[Recorded data]
====

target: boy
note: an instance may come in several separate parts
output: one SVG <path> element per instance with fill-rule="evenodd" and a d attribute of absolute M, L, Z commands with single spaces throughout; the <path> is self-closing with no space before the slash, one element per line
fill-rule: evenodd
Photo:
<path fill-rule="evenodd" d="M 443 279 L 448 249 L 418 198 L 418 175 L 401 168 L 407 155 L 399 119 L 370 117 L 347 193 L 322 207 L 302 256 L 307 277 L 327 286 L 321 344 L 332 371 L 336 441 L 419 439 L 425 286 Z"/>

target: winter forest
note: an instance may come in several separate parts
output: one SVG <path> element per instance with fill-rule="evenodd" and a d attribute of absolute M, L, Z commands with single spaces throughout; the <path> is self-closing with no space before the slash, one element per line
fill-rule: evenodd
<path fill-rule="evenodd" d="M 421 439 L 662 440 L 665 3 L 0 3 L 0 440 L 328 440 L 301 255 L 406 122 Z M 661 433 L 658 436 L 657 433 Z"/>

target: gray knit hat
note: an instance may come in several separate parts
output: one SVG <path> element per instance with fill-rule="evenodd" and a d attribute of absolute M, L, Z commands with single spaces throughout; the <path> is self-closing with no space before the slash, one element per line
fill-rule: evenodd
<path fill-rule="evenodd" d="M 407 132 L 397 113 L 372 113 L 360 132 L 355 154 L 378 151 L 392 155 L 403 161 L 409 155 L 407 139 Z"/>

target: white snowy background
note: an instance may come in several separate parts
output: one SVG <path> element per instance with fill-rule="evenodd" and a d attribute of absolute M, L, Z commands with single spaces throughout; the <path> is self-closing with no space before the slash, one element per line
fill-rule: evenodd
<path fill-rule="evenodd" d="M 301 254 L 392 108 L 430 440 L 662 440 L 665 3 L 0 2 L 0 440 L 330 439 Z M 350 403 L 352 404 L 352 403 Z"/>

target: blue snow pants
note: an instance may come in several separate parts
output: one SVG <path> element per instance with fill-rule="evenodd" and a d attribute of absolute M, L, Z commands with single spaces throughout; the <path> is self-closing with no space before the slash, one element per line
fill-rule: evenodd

====

- **PROBLEM DESCRIPTION**: Reproduce all of the lines above character for character, with nothing changed.

- **RESULT FOR THIS EXERCISE**:
target: boy
note: an instance may come in several separate parts
output: one SVG <path> element per instance with fill-rule="evenodd" and a d attribute of absolute M, L, Z commands with single spaces throughout; the <path> is self-closing with no space before the slash, one element per line
fill-rule: evenodd
Photo:
<path fill-rule="evenodd" d="M 443 279 L 448 249 L 418 198 L 418 175 L 401 168 L 407 155 L 399 119 L 370 117 L 347 193 L 322 207 L 302 256 L 307 277 L 327 286 L 321 344 L 332 371 L 336 441 L 419 439 L 425 286 Z"/>

target: winter forest
note: an instance may come in several separate parts
output: one SVG <path> element per instance with fill-rule="evenodd" and a d attribute of absolute M, L, Z commands with single spaces throughout; the <path> is self-closing with no space before the slash, one element per line
fill-rule: evenodd
<path fill-rule="evenodd" d="M 421 439 L 662 440 L 665 3 L 0 3 L 0 440 L 328 440 L 301 255 L 406 122 Z M 661 433 L 658 436 L 657 433 Z"/>

target: gray knit hat
note: an instance may come in several separate parts
output: one SVG <path> element per instance with fill-rule="evenodd" and a d attribute of absolute M, L, Z commands with single spaces throughout; the <path> is self-closing with no space before the slash, one element per line
fill-rule: evenodd
<path fill-rule="evenodd" d="M 407 132 L 397 113 L 372 113 L 360 132 L 355 154 L 378 151 L 392 155 L 403 161 L 409 155 L 407 139 Z"/>

target: white snowy background
note: an instance may come in several separate parts
output: one SVG <path> element per instance with fill-rule="evenodd" and a d attribute of absolute M, L, Z commands with single spaces throughout; the <path> is self-closing with no space before the slash, one element per line
fill-rule: evenodd
<path fill-rule="evenodd" d="M 301 254 L 392 108 L 430 440 L 662 440 L 665 3 L 0 2 L 0 440 L 330 439 Z M 350 403 L 352 404 L 352 403 Z"/>

target: blue snow pants
note: an instance may come in several separate parts
output: one SVG <path> element per instance with fill-rule="evenodd" and a d attribute of absolute M, L, Z commands with single spaces throughout; the <path> is self-closing with no space before the slash, one element per line
fill-rule: evenodd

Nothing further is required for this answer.